*** Opening Supplied data ***

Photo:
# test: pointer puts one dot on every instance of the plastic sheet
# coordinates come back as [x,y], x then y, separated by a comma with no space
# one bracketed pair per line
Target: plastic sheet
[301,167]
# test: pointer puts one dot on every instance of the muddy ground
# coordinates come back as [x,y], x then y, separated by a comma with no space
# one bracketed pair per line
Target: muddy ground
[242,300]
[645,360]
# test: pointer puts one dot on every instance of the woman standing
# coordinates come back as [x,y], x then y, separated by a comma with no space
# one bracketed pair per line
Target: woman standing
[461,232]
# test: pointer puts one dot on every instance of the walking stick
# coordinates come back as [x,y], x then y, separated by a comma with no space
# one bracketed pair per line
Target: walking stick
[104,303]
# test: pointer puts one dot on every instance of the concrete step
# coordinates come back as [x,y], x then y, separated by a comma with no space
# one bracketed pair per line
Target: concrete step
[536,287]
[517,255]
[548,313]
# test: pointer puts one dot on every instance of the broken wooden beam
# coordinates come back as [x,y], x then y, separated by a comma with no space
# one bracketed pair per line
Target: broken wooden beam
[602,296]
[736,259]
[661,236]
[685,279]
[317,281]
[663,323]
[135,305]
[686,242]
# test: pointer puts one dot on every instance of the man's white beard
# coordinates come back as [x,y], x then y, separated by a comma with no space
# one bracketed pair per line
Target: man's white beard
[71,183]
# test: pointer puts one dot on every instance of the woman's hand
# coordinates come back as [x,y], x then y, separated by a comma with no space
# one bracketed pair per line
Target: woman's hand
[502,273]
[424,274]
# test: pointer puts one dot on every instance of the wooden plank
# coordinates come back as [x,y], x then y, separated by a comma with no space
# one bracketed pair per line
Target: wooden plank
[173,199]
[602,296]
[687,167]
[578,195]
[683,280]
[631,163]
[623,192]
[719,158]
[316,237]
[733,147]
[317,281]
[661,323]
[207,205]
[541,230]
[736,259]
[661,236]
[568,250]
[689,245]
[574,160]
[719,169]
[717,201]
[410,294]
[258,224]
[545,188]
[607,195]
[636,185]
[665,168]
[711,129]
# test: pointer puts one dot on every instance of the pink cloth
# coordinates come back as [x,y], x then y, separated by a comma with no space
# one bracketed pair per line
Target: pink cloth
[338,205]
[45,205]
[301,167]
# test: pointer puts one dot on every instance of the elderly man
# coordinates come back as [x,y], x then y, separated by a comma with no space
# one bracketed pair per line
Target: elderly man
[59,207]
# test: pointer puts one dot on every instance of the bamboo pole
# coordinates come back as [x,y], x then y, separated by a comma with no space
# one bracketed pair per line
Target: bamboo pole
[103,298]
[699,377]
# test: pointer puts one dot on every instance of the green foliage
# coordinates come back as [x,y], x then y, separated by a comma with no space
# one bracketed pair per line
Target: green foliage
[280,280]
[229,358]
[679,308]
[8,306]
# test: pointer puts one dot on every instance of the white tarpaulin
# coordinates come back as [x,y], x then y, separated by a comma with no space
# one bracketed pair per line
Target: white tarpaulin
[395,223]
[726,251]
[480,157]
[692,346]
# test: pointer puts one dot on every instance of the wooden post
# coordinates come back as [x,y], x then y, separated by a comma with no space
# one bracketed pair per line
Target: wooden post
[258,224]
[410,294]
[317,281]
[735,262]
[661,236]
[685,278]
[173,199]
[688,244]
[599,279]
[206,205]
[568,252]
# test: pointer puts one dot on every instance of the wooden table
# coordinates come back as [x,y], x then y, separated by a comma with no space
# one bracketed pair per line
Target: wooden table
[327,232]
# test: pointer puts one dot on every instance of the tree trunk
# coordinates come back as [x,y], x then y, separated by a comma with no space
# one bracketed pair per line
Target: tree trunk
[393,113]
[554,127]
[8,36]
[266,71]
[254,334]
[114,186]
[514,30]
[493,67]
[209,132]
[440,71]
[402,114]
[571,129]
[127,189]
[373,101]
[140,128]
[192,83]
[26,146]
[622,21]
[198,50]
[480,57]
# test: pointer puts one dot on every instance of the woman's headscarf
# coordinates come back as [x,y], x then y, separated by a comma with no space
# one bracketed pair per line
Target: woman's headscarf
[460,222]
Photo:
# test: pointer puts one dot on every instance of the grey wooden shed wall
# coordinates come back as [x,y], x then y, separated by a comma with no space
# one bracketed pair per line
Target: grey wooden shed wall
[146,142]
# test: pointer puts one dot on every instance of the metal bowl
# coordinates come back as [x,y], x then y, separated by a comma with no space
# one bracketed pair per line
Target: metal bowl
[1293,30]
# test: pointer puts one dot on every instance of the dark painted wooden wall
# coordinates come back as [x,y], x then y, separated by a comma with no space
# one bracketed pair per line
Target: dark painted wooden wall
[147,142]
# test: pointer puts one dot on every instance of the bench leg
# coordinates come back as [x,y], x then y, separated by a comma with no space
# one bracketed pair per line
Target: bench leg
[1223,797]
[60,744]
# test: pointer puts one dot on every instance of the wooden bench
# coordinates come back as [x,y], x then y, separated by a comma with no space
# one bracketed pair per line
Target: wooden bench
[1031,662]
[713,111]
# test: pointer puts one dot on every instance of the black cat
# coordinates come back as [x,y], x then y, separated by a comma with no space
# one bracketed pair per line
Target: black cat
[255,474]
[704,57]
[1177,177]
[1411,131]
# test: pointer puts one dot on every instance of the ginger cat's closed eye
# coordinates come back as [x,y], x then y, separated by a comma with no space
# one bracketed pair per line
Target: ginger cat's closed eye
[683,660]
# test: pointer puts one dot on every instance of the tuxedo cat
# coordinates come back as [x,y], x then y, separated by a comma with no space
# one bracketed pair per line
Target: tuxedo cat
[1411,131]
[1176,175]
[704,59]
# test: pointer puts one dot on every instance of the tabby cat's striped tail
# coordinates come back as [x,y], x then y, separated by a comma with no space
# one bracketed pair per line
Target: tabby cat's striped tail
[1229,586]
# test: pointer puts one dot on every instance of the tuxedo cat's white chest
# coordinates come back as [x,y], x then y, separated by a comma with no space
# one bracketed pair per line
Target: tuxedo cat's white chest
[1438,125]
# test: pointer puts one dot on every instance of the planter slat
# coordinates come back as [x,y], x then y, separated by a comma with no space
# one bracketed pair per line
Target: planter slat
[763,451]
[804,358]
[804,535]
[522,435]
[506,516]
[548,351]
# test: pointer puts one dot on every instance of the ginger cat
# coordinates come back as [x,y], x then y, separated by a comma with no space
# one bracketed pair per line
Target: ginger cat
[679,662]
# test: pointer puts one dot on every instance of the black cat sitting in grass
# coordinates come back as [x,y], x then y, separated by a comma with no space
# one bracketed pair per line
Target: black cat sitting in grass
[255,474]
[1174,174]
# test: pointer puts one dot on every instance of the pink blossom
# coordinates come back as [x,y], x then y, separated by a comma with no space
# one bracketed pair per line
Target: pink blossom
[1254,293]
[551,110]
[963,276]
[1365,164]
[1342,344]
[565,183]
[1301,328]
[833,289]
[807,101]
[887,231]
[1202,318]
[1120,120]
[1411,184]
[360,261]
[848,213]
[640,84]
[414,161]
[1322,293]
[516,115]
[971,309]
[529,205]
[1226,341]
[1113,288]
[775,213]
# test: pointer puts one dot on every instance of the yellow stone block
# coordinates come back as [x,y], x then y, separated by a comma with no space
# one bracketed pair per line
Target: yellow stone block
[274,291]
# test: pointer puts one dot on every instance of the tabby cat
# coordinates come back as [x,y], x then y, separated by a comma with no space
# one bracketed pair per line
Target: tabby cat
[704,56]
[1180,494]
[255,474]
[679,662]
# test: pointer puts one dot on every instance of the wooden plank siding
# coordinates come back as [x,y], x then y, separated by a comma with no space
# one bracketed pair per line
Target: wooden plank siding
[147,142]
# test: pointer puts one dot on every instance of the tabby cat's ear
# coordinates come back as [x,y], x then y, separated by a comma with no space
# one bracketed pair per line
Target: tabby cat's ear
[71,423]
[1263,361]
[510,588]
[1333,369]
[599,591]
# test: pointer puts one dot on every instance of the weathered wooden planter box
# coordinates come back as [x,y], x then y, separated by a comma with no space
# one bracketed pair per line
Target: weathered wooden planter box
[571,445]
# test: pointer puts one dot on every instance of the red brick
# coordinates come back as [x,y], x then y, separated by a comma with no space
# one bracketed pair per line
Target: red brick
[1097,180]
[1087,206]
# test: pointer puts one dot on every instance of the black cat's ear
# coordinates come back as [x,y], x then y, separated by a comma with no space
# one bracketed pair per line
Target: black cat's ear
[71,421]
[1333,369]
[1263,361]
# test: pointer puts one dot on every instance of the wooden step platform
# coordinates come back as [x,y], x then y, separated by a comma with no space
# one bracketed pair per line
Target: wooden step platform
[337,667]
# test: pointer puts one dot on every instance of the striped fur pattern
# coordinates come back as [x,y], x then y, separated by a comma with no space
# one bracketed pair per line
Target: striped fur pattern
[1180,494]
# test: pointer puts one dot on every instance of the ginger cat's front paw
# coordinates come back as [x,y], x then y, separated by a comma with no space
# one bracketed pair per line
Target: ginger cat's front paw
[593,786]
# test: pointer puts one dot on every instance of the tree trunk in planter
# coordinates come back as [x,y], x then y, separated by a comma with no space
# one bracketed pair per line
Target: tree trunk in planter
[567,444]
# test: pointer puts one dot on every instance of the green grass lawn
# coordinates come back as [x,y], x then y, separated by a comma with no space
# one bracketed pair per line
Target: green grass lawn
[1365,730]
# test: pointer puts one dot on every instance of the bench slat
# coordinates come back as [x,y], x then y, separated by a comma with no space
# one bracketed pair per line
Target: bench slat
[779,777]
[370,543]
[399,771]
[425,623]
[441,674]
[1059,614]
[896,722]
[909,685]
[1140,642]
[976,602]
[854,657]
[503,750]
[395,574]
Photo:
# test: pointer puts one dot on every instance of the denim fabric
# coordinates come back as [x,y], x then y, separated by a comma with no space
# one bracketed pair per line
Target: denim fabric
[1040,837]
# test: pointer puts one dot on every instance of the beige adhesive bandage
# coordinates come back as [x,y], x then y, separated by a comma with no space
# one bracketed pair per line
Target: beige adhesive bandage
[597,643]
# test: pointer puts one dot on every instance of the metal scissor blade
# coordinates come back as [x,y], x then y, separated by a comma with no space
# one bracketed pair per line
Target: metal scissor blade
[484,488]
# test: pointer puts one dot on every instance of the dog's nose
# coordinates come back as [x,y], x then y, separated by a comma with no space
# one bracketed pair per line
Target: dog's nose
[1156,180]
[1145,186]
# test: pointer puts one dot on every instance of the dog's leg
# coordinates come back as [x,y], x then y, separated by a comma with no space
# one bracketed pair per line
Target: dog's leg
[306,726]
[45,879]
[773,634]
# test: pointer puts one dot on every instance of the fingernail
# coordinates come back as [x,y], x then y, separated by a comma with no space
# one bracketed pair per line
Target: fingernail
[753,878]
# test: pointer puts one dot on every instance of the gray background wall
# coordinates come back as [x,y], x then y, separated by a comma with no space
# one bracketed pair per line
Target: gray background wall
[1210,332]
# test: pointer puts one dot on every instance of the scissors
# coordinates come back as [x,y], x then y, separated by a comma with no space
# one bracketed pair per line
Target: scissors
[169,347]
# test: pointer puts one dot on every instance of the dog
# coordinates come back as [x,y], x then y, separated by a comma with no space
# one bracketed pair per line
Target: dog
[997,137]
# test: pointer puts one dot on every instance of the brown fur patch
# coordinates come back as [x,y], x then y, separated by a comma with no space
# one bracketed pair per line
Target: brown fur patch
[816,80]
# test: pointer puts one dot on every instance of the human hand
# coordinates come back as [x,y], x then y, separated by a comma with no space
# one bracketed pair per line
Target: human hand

*** Closing Supplied data ***

### Your objective
Each line from the one containing "of the fingernail" through the last line of the entries above is to be returned exactly, and no others.

### Solved exercise
# test: pointer puts one dot on every instance of the fingernail
# coordinates come back as [x,y], x then y, separated by a comma with no space
# one bracketed pair per line
Target: fingernail
[753,878]
# test: pointer puts one dot on every instance of the gray background wall
# coordinates come back as [x,y], x then y, separated by a comma with no space
# one bracketed pair per line
Target: gray background wall
[1210,332]
# test: pointer puts one dot on every instance of the scissors
# coordinates come back as [x,y], x then y, separated by a comma with no space
# one bracketed pair per line
Target: scissors
[169,347]
# test: pointer puts one dot on every instance of the dog
# coordinates come back as [x,y], x then y, separated by a comma with no space
# one bracketed pair per line
Target: dog
[997,137]
# test: pointer puts one dot on every instance of the brown fur patch
# coordinates come back as [x,y], x then y, separated by a comma with no space
# one bracketed pair per line
Target: brown fur patch
[816,80]
# test: pointer puts one dot on every instance of the human hand
# coordinates come back as [x,y], x then y, separated by a comma with no space
# one bracketed pair per line
Target: human hand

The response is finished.